WORK INSTRUCTIONS
Repeat the veterans hiring passage between "That is a problem." and "a good job.", inclusive, substituting "challenge" for every "problem".

SOURCE EXTRACT

- - - - -

Close up of a handshake between a businessman and a military veteran in camouflage depicting veterans preference hiring in federal government

With all of the ceremonies and commemorations of Veterans Day, we sometimes lose sight of the fact that veterans are not a homogenous group of men and women who all have the same needs. Some veterans complete their service with a Master’s Degree (or two or three), many have highly marketable skills, others have contacts that make them valuable in defense-related industries, and others leave service with the resources and skills needed to create their own businesses.

Some veterans return with severe disabilities, including some that are life-altering. For the most part, the federal government has done a good job in helping disabled veterans find employment.

The Bureau of Labor Statistics reports that 1 in 3 veterans with a service-connected disability work in the public sector. The unemployment rate for veterans with a service-connected disability is actually slightly lower than that of other veterans.

One part of the veteran community does not do so well – younger veterans. The unemployment rate for veterans aged 18-24 is almost 8 percent. For male veterans in the same group the number is more than 8 percent. While those numbers are shockingly high, they are not very different from the numbers for non-veterans in the same age group. The truth is that young people, particularly those who are not college-educated, have high unemployment rates.

That is a problem. It means a large chunk of the labor force continually struggles to find work at a time when the rest of the economy is supposed to be humming along nicely. It also means those young people are not getting started on building a career. At a time in their lives when they should be building the foundation for the rest of their adult lives, too many are unemployed or under-employed.

I believe that problem is particularly bad when it comes to veterans. These young men and women join the military at a young age, typically soon after high school, serve the country, then are discharged. There are programs to help with transition back to civilian life, but there is still a large number who cannot find a good job.

Some people I have talked with about this say these folks have veteran preference, so that is enough. As I have said before, I do not think veteran preference as it is constructed today is helping. In fact, it is what complicates the hiring process. For young veterans without a college degree, we could do far more than what we are doing now.

Part of the problem is that so many federal jobs are typically filled with college graduates. It is not that those jobs require a degree, or that the education that qualifies people gives them special skills that are required for the job.

- - - - -

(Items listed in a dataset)
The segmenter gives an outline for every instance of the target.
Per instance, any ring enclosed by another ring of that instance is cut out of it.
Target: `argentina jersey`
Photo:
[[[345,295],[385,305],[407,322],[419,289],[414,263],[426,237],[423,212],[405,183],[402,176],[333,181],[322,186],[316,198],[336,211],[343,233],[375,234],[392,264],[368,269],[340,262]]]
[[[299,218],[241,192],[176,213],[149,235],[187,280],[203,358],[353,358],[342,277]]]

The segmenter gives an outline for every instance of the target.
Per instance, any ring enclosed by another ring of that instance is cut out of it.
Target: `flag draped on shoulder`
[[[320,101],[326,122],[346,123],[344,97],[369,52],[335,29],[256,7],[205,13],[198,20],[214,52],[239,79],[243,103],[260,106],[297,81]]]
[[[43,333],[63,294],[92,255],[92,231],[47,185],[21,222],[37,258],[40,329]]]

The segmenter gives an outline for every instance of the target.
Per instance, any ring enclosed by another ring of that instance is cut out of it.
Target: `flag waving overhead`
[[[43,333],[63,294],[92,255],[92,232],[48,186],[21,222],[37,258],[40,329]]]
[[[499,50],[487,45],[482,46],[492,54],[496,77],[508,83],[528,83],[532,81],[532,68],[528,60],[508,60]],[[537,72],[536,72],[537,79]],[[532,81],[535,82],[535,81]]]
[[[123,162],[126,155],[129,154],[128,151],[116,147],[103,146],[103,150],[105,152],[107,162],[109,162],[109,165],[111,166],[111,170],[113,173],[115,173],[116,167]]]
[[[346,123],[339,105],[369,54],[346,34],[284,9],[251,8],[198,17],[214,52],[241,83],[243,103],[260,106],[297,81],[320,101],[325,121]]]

- - - - -

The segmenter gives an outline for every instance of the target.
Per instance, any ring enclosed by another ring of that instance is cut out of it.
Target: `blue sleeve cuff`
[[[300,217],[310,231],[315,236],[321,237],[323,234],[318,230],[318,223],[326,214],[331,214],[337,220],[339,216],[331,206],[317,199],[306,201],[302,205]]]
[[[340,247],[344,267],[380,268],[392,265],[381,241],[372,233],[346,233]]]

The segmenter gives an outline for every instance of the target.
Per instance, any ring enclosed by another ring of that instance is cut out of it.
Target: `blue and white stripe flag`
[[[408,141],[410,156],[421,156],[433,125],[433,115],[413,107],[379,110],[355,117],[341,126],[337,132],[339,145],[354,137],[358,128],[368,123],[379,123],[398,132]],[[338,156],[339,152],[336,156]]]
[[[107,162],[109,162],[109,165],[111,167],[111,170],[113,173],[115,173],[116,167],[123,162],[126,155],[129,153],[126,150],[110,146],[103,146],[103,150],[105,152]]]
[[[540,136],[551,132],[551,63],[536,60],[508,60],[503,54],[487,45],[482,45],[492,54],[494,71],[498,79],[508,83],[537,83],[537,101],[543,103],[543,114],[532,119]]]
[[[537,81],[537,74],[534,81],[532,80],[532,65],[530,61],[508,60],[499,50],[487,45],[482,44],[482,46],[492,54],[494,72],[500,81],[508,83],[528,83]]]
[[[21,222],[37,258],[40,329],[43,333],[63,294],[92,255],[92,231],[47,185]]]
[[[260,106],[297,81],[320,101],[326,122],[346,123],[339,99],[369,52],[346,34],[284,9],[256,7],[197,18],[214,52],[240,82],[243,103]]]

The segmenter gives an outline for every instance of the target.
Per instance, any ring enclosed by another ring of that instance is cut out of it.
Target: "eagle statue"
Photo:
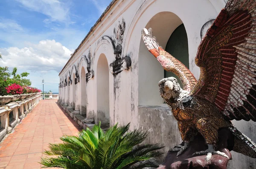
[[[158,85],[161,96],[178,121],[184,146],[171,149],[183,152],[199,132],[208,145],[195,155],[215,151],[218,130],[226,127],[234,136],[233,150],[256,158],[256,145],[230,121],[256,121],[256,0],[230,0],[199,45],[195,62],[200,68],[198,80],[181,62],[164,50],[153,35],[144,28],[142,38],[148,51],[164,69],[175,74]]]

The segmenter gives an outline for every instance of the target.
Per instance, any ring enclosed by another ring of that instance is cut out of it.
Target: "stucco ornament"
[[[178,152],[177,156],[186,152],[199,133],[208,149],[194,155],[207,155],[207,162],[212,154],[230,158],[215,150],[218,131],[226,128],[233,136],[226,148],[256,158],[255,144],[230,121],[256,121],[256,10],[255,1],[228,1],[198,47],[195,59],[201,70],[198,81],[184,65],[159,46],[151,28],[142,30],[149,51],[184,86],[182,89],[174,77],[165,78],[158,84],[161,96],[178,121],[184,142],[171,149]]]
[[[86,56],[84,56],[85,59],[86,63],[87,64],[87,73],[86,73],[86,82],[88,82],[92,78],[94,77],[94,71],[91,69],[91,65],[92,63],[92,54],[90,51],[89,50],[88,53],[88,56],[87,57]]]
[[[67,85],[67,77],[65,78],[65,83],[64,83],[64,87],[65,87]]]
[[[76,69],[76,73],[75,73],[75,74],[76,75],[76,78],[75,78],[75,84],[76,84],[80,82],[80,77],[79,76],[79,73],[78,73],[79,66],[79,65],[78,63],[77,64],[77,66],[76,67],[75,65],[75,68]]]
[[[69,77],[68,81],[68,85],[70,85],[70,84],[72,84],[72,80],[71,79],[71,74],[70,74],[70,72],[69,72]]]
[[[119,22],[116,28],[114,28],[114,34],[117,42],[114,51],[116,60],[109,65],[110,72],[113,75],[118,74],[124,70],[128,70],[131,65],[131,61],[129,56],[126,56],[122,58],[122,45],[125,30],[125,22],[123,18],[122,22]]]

- - - - -

TASK ANSWER
That is a challenge. It means a large chunk of the labor force continually struggles to find work at a time when the rest of the economy is supposed to be humming along nicely. It also means those young people are not getting started on building a career. At a time in their lives when they should be building the foundation for the rest of their adult lives, too many are unemployed or under-employed.

I believe that challenge is particularly bad when it comes to veterans. These young men and women join the military at a young age, typically soon after high school, serve the country, then are discharged. There are programs to help with transition back to civilian life, but there is still a large number who cannot find a good job.